▶ **Do this**: Recast every line of the material below as a numbered list, leaving out blank lines and the picture.

** begin Data rows **

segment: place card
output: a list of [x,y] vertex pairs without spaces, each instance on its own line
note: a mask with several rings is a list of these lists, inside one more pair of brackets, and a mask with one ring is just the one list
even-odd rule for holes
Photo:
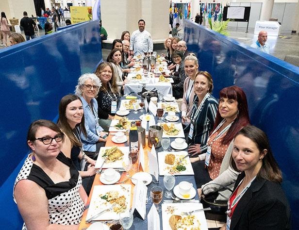
[[160,216],[155,204],[153,203],[148,214],[148,230],[160,230]]
[[136,210],[144,220],[146,214],[147,193],[148,187],[143,183],[141,179],[138,179],[134,188],[132,210],[133,212]]
[[157,106],[154,103],[150,101],[149,105],[149,110],[151,113],[154,116],[156,116],[157,115]]

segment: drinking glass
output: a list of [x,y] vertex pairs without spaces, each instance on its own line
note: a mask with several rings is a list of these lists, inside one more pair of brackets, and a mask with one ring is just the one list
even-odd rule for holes
[[161,142],[162,145],[162,148],[164,151],[166,151],[168,149],[170,144],[170,138],[169,137],[163,137],[162,138],[162,141]]
[[139,108],[139,103],[138,102],[134,102],[133,103],[133,108],[134,108],[134,111],[133,112],[134,114],[138,114],[138,109]]
[[133,224],[133,213],[130,209],[125,209],[119,213],[119,222],[124,229],[129,229]]
[[150,197],[152,202],[155,204],[156,209],[158,213],[161,213],[161,207],[159,205],[163,198],[163,189],[158,186],[156,186],[150,189]]
[[174,175],[167,173],[164,176],[163,182],[164,183],[164,186],[166,188],[166,191],[164,193],[164,197],[167,198],[170,198],[172,195],[171,190],[173,188],[175,183],[175,177]]
[[139,99],[139,105],[141,107],[140,112],[143,112],[144,111],[143,109],[143,107],[144,107],[144,98],[140,98]]
[[124,156],[122,159],[122,166],[127,172],[127,177],[128,177],[130,176],[129,172],[132,167],[132,158],[129,155]]

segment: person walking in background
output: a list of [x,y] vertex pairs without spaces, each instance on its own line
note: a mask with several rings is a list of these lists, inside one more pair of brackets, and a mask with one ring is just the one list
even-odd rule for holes
[[1,31],[3,33],[3,38],[4,39],[4,44],[2,46],[7,47],[7,36],[11,34],[9,27],[11,25],[8,24],[8,21],[6,18],[5,13],[1,12],[1,20],[0,20],[0,26],[1,26]]
[[23,13],[24,17],[21,19],[20,22],[20,25],[24,28],[24,33],[26,36],[26,40],[28,41],[30,39],[31,37],[32,39],[35,38],[34,35],[34,27],[36,25],[32,19],[28,17],[27,12],[24,11]]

** end Data rows **

▶ **Response to the task**:
1. segment: place card
2. output: a list of [x,y] vertex pairs without spaces, each instance on its own line
3. note: a mask with several rings is a list of these lists, inside one more pair of brackets, and a mask with one ring is just the one list
4. even-odd rule for holes
5. Photo:
6. [[160,216],[155,204],[153,203],[148,214],[148,230],[160,230]]
7. [[136,210],[144,220],[146,214],[147,193],[148,187],[143,183],[141,179],[138,179],[134,188],[132,210],[133,212]]
8. [[157,106],[154,103],[150,101],[149,105],[149,110],[151,113],[154,116],[156,116],[157,115]]
9. segment: drinking glass
10. output: a list of [x,y] vertex pairs without spaces, each instance on its own line
11. note: a mask with several rings is a list of these lists, inside one more pair of brackets, and a mask with one ring is just the one list
12. even-odd rule for holes
13. [[161,142],[162,145],[162,148],[164,151],[166,151],[168,149],[170,144],[170,138],[169,137],[163,137],[162,138],[162,141]]
14. [[139,108],[139,103],[138,102],[134,102],[133,103],[133,108],[134,108],[134,111],[133,112],[134,114],[138,114],[138,109]]
15. [[133,224],[133,213],[130,209],[125,209],[119,213],[119,222],[124,229],[129,229]]
16. [[150,197],[152,202],[155,204],[156,209],[158,213],[161,213],[161,207],[159,205],[163,198],[163,189],[158,186],[156,186],[150,189]]
17. [[174,175],[167,173],[164,176],[163,182],[164,183],[164,186],[166,188],[166,191],[164,193],[164,197],[167,198],[170,198],[172,195],[171,190],[173,188],[175,183],[175,177]]
18. [[139,99],[139,105],[141,107],[140,112],[143,112],[144,111],[143,109],[143,107],[144,107],[144,98],[140,98]]
19. [[124,156],[122,159],[122,166],[127,172],[127,177],[128,177],[130,176],[129,172],[132,167],[132,158],[129,155]]
20. segment: person walking in background
21. output: a list of [x,y] vertex pairs without spaces, each instance on its own line
22. note: a mask with several rings is a list of these lists, inside one more pair of brackets, and a mask with one ring is just the one list
23. even-odd rule for holes
24. [[1,31],[3,33],[3,38],[4,39],[4,44],[2,46],[7,47],[7,36],[11,34],[9,27],[11,25],[8,24],[8,21],[6,18],[5,13],[1,12],[1,20],[0,20],[0,26],[1,26]]
25. [[23,13],[24,17],[21,19],[20,22],[20,25],[24,28],[24,33],[26,36],[26,40],[28,41],[30,39],[31,37],[32,39],[35,38],[34,35],[34,27],[36,25],[32,19],[28,17],[27,12],[24,11]]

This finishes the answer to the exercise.